## EXERCISE AIM:
An exact copy of every record, with no pictures, please.

## RECORD EXCERPTS:
----

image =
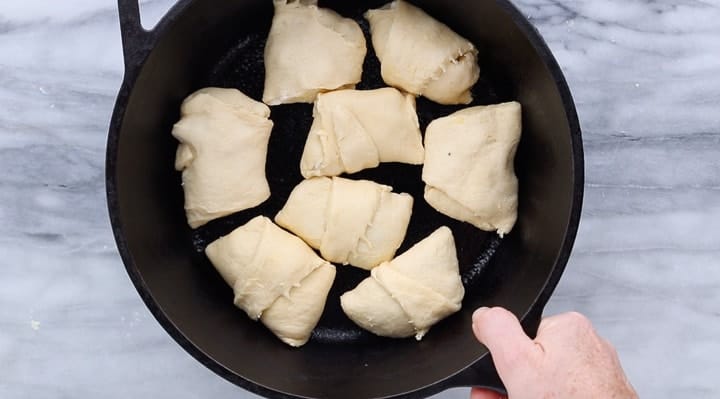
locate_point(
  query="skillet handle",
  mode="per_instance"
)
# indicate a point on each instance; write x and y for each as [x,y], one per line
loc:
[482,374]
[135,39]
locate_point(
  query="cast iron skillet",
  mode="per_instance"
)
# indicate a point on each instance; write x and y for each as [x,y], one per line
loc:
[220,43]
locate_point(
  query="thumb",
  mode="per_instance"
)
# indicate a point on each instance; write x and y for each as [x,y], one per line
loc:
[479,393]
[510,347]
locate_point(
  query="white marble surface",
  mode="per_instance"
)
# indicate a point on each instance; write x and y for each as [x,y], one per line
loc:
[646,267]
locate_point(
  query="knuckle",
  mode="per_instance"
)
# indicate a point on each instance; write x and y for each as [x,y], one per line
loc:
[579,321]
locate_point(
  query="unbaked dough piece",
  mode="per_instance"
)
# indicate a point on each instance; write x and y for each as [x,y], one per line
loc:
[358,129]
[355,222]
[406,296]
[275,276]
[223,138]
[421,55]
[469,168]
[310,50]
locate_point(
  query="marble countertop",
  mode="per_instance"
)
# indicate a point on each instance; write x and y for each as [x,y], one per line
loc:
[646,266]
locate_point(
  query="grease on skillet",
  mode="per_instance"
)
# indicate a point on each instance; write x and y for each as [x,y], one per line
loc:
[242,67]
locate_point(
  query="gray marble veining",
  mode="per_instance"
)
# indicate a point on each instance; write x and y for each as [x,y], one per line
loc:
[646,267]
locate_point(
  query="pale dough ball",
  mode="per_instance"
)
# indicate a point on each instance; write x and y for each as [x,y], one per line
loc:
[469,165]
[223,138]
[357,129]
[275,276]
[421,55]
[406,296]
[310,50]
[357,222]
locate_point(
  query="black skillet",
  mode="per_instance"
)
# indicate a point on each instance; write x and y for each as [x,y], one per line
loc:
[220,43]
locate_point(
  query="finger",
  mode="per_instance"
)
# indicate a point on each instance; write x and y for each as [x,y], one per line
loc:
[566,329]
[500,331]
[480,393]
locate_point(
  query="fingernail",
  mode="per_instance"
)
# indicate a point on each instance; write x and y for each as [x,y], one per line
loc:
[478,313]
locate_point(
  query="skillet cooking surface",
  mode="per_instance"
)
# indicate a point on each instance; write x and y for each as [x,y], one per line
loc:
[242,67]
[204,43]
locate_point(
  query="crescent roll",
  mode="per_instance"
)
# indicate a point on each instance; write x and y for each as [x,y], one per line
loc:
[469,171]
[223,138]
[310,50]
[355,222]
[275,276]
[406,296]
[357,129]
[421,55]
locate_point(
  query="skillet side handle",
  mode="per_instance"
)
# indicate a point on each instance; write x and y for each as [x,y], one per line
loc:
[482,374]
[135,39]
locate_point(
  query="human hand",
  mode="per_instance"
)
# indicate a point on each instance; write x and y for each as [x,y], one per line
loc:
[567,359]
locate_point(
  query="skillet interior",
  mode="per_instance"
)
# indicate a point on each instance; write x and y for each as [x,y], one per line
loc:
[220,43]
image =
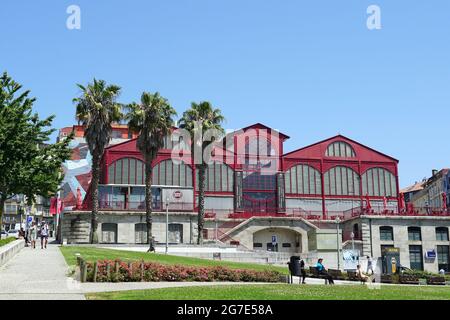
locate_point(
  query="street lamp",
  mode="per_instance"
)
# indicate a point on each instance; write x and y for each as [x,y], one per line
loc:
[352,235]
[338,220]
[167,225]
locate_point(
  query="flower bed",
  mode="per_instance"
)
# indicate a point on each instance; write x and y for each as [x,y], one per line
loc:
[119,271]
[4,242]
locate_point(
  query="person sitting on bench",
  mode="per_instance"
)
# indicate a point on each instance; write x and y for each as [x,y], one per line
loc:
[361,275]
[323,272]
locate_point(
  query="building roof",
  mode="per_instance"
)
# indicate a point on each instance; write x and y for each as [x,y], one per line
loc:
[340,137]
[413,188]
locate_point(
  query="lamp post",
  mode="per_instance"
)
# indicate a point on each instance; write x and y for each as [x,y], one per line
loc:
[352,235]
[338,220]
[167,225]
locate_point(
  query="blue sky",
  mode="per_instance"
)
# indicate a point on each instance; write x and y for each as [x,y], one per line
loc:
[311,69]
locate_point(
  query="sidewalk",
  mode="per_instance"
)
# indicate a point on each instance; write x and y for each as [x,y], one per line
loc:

----

## TASK RESPONSE:
image =
locate_point(
  query="skillet handle",
  mode="per_instance"
)
# indicate a point on each instance; write x and y for each as [x,y], one per line
loc:
[482,374]
[135,39]
locate_point(
  query="cast iron skillet",
  mode="per_instance"
)
# indicate a point on each instance; write x and y for each as [x,y], one per line
loc:
[220,43]
locate_point(
  query="thumb",
  mode="per_instance"
)
# indicate a point on each instance; write x and y for each as [x,y], one per line
loc:
[479,393]
[510,347]
locate_point(
  query="white marble surface",
  mode="per_instance"
)
# indicate a point on each instance; write x and y for each as [x,y], one per line
loc:
[646,267]
locate_point(
  query="knuckle",
  mode="per_instance"
)
# indicate a point on each instance; write x and y for each as [x,y], one per line
loc:
[579,321]
locate_point(
  query="unbaked dough piece",
  mode="per_instance"
)
# indicate a point on each instance; write x and y for each as [x,y], one per line
loc:
[358,129]
[355,222]
[406,296]
[275,276]
[223,138]
[421,55]
[469,168]
[310,50]
locate_point(
  query="marble countertop",
  mode="per_instance"
)
# indicate a point on each instance; write x and y for each as [x,y], one per line
loc:
[646,266]
locate_point(
  query="grease on skillet",
  mode="per_instance"
)
# indicate a point on each instance; write x and y for each as [x,y], one per line
loc:
[242,67]
locate_point(
  query="gray marble veining",
  mode="per_instance"
)
# indicate a point on each instance; write x and y for each as [x,y], one per line
loc:
[646,267]
locate_point(
  query="pale dough ball",
  mode="per_instance"
)
# indicate a point on each instance; write x and y for each as [x,y], one per line
loc:
[469,165]
[223,138]
[357,129]
[275,276]
[421,55]
[406,296]
[310,50]
[357,222]
locate_point(
  query="black skillet",
  mode="per_instance"
)
# indicate a point on each instance; write x and y for each as [x,y], one per line
loc:
[220,43]
locate_point(
  query="finger",
  mode="per_instance"
)
# indicate a point on each instance; write x and y for each as [x,y], one per line
loc:
[566,329]
[500,331]
[480,393]
locate_point(
  query="fingernail",
  mode="per_instance"
)
# indicate a point on each instance; write x and y for each as [x,y], one per line
loc:
[478,313]
locate_point(
  query="skillet cooking surface",
  mode="per_instance"
)
# indicate a point on each instance; write x and y for each as [x,y], one per line
loc:
[242,67]
[204,43]
locate_point(
  query="crescent roll",
  mode="per_instance"
)
# indicate a point on each instance; write x and y for each as [x,y], one per line
loc:
[469,171]
[223,138]
[310,50]
[355,222]
[275,276]
[406,296]
[357,129]
[421,55]
locate_point(
  query="skillet side handle",
  mode="per_instance"
)
# indicate a point on each instance; write x and y for each as [x,y], one per line
loc:
[482,374]
[135,39]
locate_point(
  query="human hand",
  mode="per_instance"
)
# indicate a point on each instance; write x and y for each as [x,y], one per line
loc:
[567,359]
locate_point(
  query="skillet interior",
  mode="per_instance"
)
# indicate a point on each instance; write x and y for each as [x,y], one per line
loc:
[220,43]
image =
locate_point(
  query="street lamp",
  mode="per_instance"
)
# indicate a point on each instance; write x and y for each as [x,y], one per line
loc:
[352,235]
[338,220]
[167,225]
locate_point(
  query="flower bed",
  mode="per_instance"
)
# indicate a point on each instance; write x and y for each as [x,y], one per line
loc:
[119,271]
[4,242]
locate_point(
  query="person sitting on bench",
  mode="per_instance"
)
# indicate a point on each instance; write x and y for each as [x,y], one per line
loc:
[361,275]
[323,272]
locate_point(
  query="building roof",
  mode="per_instance"
)
# indicate a point on each instance; write x and y for each as [x,y], one per line
loc:
[340,137]
[413,188]
locate_point(
  query="lamp post",
  mode="per_instance"
)
# indicate a point on each instance; write x and y for each as [x,y], one per line
loc:
[352,235]
[338,220]
[167,225]
locate_point(
  query="blue sky",
  mode="per_instance"
)
# indicate a point on each instance; write x and y for each as [x,y], one per line
loc:
[311,69]
locate_point(
  query="sidewalk",
  mode="per_instance"
)
# indicate a point on each instance; write x and y for each as [x,y], one per line
loc:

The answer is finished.